Short task
Express every item below as a two-column CSV with the columns "input" and "output". Give one row for each item, with its text under "input" and its answer under "output", each in a single quoted field and with line breaks turned into spaces.

==== Dataset ====

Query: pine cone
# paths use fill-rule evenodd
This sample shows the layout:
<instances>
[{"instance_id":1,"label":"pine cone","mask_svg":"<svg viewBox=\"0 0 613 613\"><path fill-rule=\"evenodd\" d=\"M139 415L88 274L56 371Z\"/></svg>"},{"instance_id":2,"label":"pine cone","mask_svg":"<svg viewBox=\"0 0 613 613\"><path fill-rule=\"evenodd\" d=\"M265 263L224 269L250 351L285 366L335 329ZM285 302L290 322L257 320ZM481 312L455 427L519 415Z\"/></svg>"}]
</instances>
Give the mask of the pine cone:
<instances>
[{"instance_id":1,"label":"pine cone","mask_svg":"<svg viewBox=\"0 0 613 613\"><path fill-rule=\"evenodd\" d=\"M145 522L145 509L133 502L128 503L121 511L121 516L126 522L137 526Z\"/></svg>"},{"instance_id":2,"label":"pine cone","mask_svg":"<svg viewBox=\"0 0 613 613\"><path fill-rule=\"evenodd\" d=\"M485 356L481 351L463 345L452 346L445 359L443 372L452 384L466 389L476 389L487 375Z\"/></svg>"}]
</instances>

====

Response to the task
input,output
"Query: pine cone # paths use fill-rule evenodd This sample shows the layout: <instances> [{""instance_id"":1,""label"":""pine cone"",""mask_svg"":""<svg viewBox=\""0 0 613 613\""><path fill-rule=\""evenodd\"" d=\""M139 415L88 274L56 371Z\""/></svg>""},{""instance_id"":2,""label"":""pine cone"",""mask_svg"":""<svg viewBox=\""0 0 613 613\""><path fill-rule=\""evenodd\"" d=\""M265 263L224 269L250 351L285 366L335 329ZM285 302L290 322L257 320ZM481 312L455 427L519 415Z\""/></svg>""}] </instances> Give the mask of the pine cone:","<instances> [{""instance_id"":1,""label"":""pine cone"",""mask_svg"":""<svg viewBox=\""0 0 613 613\""><path fill-rule=\""evenodd\"" d=\""M145 522L145 509L133 502L128 503L121 511L121 516L126 522L137 526Z\""/></svg>""},{""instance_id"":2,""label"":""pine cone"",""mask_svg"":""<svg viewBox=\""0 0 613 613\""><path fill-rule=\""evenodd\"" d=\""M485 356L481 351L463 345L452 346L445 359L443 372L452 384L466 389L476 389L487 375Z\""/></svg>""}] </instances>"